Exercise: Would you copy each line of the data below that has "photograph"?

Data provided:
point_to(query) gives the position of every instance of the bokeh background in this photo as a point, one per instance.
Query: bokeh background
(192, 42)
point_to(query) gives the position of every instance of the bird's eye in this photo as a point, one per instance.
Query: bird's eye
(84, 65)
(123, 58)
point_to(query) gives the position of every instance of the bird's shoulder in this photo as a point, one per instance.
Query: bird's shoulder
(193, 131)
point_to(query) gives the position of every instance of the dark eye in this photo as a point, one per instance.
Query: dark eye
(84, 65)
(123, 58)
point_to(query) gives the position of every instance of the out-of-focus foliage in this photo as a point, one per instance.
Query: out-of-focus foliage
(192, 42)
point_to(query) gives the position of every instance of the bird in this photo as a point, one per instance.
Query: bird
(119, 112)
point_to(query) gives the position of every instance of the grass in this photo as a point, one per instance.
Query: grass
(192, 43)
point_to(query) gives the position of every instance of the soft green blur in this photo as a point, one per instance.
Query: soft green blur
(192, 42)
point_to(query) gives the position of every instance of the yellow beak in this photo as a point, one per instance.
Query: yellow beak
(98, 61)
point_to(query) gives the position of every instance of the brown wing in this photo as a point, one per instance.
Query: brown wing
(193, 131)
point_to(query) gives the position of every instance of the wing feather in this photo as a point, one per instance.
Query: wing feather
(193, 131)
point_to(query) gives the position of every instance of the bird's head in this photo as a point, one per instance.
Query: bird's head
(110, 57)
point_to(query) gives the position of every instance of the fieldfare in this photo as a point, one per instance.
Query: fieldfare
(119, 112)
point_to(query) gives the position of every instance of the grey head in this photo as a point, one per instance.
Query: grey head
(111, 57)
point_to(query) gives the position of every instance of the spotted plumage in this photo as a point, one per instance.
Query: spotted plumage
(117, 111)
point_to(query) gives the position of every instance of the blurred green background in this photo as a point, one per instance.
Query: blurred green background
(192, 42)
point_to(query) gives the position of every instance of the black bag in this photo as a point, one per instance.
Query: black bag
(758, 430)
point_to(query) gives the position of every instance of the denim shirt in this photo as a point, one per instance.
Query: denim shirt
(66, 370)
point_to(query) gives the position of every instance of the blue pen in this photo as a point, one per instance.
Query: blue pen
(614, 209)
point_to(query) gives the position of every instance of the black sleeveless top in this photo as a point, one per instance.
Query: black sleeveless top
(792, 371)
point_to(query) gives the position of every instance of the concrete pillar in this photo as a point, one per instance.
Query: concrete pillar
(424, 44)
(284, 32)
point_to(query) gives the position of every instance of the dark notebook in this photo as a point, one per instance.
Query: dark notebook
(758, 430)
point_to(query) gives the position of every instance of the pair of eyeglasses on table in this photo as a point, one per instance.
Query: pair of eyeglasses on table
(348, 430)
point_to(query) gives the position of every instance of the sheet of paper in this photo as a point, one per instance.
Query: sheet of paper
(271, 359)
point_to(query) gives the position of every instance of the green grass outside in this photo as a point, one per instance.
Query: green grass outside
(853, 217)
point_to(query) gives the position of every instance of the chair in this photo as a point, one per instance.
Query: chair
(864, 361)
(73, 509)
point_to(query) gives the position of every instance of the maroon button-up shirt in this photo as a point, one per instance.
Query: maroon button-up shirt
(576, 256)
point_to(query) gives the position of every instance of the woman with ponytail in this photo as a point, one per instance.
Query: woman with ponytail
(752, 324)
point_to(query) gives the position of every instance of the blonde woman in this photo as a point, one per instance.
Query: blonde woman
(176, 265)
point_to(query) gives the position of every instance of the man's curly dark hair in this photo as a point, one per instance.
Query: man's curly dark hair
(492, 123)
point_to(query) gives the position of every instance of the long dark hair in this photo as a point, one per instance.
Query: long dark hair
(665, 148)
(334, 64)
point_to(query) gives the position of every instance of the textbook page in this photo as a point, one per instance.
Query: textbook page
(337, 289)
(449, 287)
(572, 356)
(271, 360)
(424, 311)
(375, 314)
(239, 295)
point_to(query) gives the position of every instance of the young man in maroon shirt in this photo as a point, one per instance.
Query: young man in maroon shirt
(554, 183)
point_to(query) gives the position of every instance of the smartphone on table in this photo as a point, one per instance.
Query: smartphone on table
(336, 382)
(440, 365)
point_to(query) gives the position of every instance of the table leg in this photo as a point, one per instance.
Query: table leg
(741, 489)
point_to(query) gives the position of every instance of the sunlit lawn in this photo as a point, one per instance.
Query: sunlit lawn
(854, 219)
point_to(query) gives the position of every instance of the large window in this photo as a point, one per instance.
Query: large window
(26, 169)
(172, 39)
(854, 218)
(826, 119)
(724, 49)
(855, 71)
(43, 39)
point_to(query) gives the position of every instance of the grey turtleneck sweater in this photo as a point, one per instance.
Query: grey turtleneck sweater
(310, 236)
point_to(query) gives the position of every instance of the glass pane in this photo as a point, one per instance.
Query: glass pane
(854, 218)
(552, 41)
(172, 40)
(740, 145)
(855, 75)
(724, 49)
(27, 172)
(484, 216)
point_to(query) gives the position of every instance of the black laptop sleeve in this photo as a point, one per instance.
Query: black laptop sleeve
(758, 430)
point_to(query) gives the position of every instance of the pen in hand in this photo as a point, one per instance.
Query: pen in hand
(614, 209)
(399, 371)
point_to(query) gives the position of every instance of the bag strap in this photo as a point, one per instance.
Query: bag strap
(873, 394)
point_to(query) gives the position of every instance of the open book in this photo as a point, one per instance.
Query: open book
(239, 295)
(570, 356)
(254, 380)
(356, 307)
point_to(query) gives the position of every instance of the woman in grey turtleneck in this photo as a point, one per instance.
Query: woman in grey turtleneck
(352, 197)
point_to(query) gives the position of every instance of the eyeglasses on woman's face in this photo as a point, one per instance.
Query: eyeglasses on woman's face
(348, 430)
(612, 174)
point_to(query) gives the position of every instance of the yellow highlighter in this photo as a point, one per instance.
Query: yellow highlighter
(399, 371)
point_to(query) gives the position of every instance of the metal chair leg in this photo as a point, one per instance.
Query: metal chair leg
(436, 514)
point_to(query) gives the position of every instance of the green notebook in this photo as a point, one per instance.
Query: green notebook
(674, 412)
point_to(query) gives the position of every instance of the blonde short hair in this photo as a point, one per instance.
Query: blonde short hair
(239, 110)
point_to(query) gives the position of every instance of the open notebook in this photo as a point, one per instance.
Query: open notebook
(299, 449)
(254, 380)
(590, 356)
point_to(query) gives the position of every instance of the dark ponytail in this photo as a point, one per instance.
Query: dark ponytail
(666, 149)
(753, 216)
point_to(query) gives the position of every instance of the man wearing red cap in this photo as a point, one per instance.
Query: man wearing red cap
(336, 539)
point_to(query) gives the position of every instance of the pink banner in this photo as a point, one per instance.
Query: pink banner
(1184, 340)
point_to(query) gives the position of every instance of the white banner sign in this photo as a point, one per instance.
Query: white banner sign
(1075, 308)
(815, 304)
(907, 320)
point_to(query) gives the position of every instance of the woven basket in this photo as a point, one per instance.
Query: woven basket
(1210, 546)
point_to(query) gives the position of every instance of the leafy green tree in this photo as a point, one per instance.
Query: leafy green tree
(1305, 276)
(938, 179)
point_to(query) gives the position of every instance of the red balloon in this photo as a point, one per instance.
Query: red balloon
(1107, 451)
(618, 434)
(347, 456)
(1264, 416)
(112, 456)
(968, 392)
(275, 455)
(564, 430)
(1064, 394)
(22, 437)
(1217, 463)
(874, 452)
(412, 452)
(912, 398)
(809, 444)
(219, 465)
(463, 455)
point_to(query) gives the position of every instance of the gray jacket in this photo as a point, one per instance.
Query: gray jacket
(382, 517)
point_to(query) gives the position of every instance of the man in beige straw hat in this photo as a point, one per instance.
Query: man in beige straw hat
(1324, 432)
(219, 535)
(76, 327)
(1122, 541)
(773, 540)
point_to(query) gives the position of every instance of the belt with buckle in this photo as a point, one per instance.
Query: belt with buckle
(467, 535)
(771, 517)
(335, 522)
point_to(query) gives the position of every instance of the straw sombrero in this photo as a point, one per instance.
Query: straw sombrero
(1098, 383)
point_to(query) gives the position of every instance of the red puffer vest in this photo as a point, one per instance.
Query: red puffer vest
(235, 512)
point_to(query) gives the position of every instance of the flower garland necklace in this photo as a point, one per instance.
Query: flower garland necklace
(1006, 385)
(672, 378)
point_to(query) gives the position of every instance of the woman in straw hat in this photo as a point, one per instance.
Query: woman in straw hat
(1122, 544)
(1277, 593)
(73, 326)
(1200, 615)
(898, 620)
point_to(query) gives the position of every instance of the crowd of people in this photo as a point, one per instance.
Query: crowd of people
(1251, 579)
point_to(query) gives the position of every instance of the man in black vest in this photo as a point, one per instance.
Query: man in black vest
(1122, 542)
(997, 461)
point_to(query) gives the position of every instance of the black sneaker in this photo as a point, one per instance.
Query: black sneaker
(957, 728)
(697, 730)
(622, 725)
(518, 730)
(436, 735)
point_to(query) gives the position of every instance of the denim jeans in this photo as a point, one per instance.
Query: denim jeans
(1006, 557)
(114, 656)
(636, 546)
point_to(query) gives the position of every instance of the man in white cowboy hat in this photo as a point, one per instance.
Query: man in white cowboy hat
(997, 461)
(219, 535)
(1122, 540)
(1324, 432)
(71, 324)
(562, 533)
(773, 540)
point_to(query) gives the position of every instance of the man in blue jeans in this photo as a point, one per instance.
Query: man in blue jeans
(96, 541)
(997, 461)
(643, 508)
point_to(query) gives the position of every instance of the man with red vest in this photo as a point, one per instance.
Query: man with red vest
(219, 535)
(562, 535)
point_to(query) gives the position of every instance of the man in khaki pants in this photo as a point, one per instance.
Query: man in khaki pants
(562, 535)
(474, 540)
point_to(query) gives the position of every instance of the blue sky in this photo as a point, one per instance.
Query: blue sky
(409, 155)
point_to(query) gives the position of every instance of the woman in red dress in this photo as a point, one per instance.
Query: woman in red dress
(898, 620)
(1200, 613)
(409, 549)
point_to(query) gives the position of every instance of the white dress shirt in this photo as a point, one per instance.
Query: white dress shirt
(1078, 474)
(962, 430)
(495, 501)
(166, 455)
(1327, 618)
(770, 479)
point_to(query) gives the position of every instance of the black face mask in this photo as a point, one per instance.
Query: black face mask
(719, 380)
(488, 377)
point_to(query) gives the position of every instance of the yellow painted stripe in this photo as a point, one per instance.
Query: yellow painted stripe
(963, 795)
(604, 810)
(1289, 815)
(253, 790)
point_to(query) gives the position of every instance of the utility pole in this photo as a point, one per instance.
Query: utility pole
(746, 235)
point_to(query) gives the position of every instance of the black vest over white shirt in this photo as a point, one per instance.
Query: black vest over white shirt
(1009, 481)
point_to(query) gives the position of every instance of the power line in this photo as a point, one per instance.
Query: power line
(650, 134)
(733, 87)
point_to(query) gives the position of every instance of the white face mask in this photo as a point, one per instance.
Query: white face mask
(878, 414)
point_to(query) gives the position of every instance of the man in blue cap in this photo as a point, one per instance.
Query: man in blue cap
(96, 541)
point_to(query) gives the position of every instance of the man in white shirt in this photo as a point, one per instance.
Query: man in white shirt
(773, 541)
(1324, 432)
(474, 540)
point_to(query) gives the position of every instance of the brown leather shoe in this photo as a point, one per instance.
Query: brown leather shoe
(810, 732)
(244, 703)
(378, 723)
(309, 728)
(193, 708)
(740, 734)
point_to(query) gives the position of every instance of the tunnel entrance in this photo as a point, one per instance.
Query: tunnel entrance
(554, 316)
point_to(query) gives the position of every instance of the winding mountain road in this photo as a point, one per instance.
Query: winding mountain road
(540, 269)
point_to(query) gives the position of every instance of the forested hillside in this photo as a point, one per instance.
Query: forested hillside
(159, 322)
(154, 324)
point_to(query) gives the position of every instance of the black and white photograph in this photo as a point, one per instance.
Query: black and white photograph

Solution to this exercise:
point_to(query) gives the position of every instance of the black and white photograph in this photo as a point, one per instance.
Query: black and white photograph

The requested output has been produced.